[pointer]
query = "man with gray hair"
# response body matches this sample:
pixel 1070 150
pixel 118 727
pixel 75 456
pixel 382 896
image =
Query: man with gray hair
-------------------------
■ WHAT THE TASK ASKS ■
Reproduce every one of the items above word for word, leaving nothing out.

■ SOLUTION ■
[pointer]
query = "man with gray hair"
# response body matches this sample:
pixel 1070 150
pixel 118 727
pixel 75 456
pixel 382 896
image =
Query: man with gray hair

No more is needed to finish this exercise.